'''
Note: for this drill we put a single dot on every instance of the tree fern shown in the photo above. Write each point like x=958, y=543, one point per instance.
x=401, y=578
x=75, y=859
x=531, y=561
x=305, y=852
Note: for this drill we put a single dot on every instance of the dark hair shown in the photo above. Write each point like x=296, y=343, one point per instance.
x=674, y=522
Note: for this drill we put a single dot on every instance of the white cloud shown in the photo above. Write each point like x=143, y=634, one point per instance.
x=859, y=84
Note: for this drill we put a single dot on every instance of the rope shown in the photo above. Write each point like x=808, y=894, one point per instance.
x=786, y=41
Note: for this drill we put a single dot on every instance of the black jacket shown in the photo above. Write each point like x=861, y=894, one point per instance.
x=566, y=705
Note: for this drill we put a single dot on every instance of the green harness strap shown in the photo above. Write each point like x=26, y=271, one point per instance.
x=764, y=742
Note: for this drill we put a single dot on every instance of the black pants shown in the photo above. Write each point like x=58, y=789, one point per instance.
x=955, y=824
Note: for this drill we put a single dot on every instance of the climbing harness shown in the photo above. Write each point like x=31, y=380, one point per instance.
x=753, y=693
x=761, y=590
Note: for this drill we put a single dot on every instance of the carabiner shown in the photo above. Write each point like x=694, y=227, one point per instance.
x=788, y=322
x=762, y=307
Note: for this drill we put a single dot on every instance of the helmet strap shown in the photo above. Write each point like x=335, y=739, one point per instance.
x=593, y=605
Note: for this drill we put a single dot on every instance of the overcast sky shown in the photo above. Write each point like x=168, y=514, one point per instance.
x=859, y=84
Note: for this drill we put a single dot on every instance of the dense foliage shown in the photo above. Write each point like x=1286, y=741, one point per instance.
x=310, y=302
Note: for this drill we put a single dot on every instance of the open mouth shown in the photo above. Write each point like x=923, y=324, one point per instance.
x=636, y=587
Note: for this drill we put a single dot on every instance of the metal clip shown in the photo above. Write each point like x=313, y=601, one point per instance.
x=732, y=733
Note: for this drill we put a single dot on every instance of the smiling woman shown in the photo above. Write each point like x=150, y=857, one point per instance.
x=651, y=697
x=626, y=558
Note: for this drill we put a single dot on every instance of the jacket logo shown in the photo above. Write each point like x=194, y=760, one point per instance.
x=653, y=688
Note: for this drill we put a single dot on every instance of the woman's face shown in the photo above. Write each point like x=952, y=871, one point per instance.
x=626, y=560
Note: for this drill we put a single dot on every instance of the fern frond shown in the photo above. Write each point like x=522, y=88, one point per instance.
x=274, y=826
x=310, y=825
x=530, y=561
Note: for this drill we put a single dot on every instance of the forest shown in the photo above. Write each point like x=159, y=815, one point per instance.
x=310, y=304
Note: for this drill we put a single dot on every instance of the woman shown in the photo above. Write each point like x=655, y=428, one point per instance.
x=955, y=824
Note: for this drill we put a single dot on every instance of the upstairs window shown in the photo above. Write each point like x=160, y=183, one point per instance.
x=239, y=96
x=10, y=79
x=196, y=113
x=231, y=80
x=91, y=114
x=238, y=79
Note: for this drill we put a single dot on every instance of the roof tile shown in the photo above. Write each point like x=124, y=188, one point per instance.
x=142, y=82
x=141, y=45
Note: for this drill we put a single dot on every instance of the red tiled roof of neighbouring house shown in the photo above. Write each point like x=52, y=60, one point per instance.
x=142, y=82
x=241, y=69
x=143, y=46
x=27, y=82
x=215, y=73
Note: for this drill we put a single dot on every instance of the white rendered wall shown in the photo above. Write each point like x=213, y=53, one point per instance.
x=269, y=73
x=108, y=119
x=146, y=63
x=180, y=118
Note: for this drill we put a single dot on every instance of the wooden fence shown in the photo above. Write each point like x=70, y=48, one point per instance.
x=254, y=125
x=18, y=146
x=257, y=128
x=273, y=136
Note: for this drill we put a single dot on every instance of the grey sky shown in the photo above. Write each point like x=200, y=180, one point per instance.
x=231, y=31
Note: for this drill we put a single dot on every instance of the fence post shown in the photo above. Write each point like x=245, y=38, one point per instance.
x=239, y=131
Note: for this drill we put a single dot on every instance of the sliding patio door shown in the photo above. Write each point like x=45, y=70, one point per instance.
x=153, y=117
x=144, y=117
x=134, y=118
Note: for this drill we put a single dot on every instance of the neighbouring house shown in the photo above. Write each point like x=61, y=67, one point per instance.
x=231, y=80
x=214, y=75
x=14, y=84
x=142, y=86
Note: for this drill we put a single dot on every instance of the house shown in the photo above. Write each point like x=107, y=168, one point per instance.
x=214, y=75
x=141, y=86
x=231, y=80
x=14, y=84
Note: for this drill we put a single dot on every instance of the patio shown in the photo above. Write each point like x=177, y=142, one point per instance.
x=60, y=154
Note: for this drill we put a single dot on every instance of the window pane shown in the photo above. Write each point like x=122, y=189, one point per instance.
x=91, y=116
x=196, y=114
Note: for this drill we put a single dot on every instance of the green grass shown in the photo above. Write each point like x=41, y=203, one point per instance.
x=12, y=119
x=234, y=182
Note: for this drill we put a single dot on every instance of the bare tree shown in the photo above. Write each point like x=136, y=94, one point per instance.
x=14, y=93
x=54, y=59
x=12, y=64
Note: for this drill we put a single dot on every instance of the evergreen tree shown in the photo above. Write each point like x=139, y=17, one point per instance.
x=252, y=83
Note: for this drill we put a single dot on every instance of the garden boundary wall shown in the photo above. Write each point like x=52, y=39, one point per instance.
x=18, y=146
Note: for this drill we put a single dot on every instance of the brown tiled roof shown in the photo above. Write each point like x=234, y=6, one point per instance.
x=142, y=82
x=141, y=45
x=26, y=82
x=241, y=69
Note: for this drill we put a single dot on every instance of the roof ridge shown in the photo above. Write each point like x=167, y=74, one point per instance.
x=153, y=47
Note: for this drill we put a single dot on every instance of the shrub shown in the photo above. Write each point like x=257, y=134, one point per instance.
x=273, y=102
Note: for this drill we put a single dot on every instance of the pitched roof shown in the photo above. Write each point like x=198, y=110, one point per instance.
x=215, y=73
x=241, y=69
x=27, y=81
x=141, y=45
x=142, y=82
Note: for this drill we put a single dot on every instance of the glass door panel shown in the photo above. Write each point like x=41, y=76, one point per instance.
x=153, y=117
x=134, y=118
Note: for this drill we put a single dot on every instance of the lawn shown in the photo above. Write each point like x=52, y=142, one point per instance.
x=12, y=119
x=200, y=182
'''
● **WHAT NEEDS TO BE DONE**
Retype the material from its first line through the line containing "x=305, y=852", both included, without changing a character.

● **WORKED SOLUTION**
Note: for this drill we put a single dot on every instance of the tree fern shown in the photo above. Write each point like x=958, y=543, one point per instance.
x=401, y=578
x=75, y=859
x=531, y=561
x=305, y=852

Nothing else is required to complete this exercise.